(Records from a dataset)
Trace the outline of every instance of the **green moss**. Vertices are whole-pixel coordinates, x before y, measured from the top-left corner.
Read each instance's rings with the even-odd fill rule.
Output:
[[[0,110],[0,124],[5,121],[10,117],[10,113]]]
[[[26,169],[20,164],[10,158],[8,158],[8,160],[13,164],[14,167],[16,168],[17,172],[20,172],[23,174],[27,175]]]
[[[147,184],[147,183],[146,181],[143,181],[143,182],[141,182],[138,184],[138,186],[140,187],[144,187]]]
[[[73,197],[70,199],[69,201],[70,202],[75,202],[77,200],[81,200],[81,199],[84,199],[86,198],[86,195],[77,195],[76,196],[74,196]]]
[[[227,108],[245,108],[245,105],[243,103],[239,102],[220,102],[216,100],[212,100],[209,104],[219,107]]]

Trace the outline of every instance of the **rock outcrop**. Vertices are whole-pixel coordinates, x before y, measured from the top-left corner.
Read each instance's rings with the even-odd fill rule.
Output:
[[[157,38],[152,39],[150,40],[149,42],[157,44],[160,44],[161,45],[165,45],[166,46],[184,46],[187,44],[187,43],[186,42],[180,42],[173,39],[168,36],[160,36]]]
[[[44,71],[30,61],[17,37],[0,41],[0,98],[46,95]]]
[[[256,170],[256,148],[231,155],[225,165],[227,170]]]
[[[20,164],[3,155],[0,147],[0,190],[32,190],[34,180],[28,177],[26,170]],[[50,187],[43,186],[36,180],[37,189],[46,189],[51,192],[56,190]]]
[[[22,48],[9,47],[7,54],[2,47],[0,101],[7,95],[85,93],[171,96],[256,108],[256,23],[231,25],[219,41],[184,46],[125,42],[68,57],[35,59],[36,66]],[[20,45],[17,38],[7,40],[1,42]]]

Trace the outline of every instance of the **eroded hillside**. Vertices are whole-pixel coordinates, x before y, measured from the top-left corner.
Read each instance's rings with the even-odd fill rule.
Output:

- **Written request**: Repeat everything from the line containing "Trace the outline of every instance of the **eroded" down to the end of the items above, word for word.

- **Solution for this exercise**:
Trace the outline of every instance of the **eroded hillside**. Vertices are whole-pixel coordinates, x before y, measured from the top-left corner.
Read each instance's rings with the even-odd fill rule.
Output:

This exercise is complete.